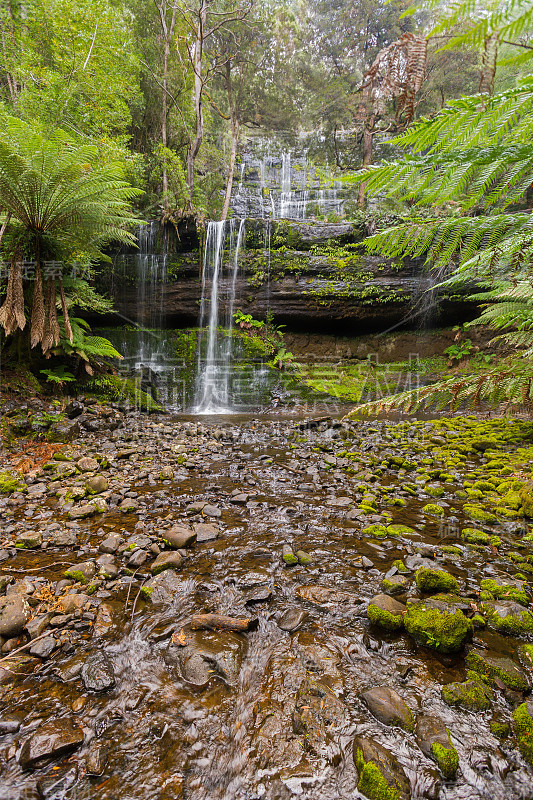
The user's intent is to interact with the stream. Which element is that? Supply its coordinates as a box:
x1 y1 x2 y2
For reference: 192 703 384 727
0 400 533 800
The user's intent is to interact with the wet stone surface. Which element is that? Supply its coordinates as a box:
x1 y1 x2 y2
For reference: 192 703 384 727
0 410 533 800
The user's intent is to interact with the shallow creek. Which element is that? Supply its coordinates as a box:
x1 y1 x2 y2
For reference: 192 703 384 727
0 415 533 800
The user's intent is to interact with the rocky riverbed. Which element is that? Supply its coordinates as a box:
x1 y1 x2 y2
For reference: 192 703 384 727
0 398 533 800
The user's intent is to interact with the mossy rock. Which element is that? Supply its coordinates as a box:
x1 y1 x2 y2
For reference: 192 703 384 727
480 578 529 607
415 567 459 593
366 594 405 632
513 700 533 767
422 503 446 517
461 528 490 547
404 600 473 653
441 679 492 711
0 472 27 494
353 736 411 800
466 650 531 692
463 503 498 525
481 600 533 636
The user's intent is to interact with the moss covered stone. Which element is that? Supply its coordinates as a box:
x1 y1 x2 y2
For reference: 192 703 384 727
461 528 490 546
415 567 459 592
441 679 492 711
431 742 459 780
404 600 473 653
481 600 533 636
466 650 531 692
480 578 529 607
366 594 405 631
513 700 533 766
422 503 446 517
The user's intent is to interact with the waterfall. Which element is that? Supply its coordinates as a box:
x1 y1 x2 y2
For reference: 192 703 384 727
193 219 244 414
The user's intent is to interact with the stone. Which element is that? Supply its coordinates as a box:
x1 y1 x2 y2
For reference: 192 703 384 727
353 736 411 800
366 594 406 631
361 686 415 733
150 552 183 575
85 475 109 494
466 650 531 692
15 531 43 550
81 652 115 692
19 717 84 769
0 594 31 638
415 714 459 780
161 525 196 550
404 599 474 653
278 608 309 633
441 680 492 711
63 561 96 584
76 456 100 472
481 600 533 636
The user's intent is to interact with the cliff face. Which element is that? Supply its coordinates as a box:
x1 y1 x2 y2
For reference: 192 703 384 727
99 220 475 335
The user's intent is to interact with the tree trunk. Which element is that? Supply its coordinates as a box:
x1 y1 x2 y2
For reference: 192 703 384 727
220 61 240 220
187 0 208 213
357 114 376 208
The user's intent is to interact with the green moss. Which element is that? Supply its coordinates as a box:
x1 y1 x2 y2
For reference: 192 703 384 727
430 734 459 780
415 567 459 594
463 503 498 525
356 750 400 800
480 578 529 607
63 569 87 583
366 603 403 631
422 503 446 517
481 602 533 636
513 702 533 766
404 602 473 653
441 679 492 711
466 651 529 692
461 528 490 546
0 472 26 494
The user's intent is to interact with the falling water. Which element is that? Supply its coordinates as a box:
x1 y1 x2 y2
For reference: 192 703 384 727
193 220 244 414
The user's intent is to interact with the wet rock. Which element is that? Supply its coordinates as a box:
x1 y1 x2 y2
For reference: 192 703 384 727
194 522 219 544
161 525 196 550
15 531 43 550
415 714 459 780
150 552 183 575
361 686 415 733
441 680 492 711
295 586 361 608
85 475 108 494
98 533 124 553
63 561 96 584
278 608 309 633
28 636 57 658
481 600 533 636
466 650 531 692
19 717 84 769
353 736 411 800
81 652 115 692
76 456 100 472
404 599 474 653
128 548 148 575
366 594 405 631
85 742 108 775
172 631 246 687
0 594 31 638
141 569 184 605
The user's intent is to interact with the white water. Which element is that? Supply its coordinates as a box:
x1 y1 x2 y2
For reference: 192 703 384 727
192 220 244 414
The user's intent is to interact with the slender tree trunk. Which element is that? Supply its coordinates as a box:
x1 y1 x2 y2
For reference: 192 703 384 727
357 114 376 208
187 0 208 212
220 61 240 220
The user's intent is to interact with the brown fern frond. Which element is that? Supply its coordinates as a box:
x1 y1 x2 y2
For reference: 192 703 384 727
30 262 46 347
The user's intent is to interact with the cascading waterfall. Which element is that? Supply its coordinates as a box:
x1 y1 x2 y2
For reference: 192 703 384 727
193 220 244 414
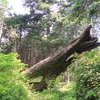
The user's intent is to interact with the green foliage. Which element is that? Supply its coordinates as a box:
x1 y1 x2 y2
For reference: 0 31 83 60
72 50 100 100
0 53 27 100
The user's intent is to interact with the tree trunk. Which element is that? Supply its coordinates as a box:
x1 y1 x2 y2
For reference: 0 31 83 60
24 25 100 91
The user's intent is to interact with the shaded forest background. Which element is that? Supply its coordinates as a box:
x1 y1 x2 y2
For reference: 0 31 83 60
0 0 100 100
1 0 100 67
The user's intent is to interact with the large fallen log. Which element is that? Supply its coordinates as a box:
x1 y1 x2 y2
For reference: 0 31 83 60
24 25 100 91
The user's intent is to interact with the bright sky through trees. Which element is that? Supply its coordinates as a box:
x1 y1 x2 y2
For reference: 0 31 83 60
7 0 28 14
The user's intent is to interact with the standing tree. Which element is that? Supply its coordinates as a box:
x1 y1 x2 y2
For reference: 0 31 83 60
0 0 8 44
24 25 100 91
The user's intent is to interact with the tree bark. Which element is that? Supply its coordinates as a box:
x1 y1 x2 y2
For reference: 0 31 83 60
24 25 100 91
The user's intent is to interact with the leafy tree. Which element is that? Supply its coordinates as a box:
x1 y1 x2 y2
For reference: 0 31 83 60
72 48 100 100
0 0 8 45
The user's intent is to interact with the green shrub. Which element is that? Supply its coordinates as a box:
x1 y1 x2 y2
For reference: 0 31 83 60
72 50 100 100
0 53 28 100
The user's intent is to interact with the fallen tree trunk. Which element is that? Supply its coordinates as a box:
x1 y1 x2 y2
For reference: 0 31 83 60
24 25 100 91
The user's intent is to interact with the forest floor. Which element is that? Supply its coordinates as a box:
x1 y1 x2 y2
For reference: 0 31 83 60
30 82 76 100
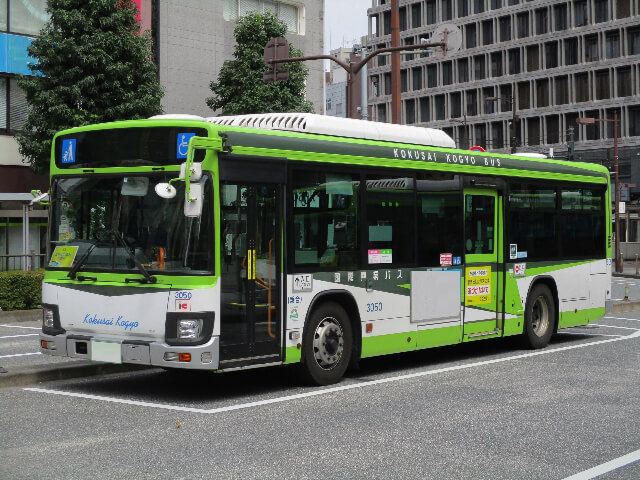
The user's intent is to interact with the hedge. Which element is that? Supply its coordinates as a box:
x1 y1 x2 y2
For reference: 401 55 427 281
0 270 44 310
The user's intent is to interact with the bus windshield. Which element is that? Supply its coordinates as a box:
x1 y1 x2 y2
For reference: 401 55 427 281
48 174 213 275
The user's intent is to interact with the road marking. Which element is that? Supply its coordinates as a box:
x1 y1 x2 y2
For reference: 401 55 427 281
0 352 42 358
591 323 640 332
0 333 40 340
0 325 42 330
564 450 640 480
23 330 640 414
602 317 640 322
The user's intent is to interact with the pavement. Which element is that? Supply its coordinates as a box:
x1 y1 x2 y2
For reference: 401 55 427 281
0 261 640 388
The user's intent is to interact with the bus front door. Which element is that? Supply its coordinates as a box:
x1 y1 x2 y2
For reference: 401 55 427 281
220 182 281 369
463 189 504 341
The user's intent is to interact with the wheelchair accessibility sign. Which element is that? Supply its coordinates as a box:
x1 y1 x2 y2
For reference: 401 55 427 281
62 138 76 163
176 133 196 158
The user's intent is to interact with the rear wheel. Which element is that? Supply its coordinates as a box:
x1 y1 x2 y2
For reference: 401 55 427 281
523 284 556 348
302 302 353 385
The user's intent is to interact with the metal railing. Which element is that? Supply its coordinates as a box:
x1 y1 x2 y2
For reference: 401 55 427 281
0 251 45 272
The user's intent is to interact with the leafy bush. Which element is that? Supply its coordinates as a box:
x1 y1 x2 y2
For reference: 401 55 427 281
0 270 44 310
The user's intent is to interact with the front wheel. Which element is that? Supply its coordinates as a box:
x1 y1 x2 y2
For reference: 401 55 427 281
523 284 556 349
302 302 353 385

__Task description__: Please give the stretch from the line containing "The user's intent is to interact with the tree bark." through the line containing "48 174 213 275" as a JSON list of strings, one for each line, skipping blank lines and leaving out the pictures. Include only those lines.

__Problem solution__:
[
  "The user's intent is to interact with the tree bark. Which element is that? Supply its coordinates as a box:",
  "x1 y1 x2 y2",
  "For reference: 0 31 83 60",
  "24 25 100 91",
  "The user's intent is to interact with the leafy tree. Which element is that? Supply its coordinates as a box:",
  "x1 y1 x2 y2",
  "For reference: 0 31 83 60",
  "72 48 100 100",
  "0 0 8 45",
  "The user's intent is to interact with the green shrub. Which element is that? Supply its coordinates as a box:",
  "x1 y1 x2 y2",
  "For reference: 0 31 83 60",
  "72 50 100 100",
  "0 53 28 100",
  "The user's intent is to interact with the fallen tree trunk. Which element is that? Supply its coordinates as a box:",
  "x1 y1 x2 y2",
  "For reference: 0 31 83 60",
  "24 25 100 91",
  "The user's intent is to interact with the forest floor. Which element is that? Supply its coordinates as a box:",
  "x1 y1 x2 y2",
  "For reference: 0 31 83 60",
  "30 82 76 100",
  "The user's intent is to interact with the hedge. Which element is that? Supply its coordinates as a box:",
  "x1 y1 x2 y2",
  "For reference: 401 55 427 281",
  "0 270 44 310",
  "The user's intent is to interact with the bus windshield. Which element is that? Supply its coordinates as a box:",
  "x1 y1 x2 y2",
  "For reference: 401 55 427 281",
  "48 174 213 275"
]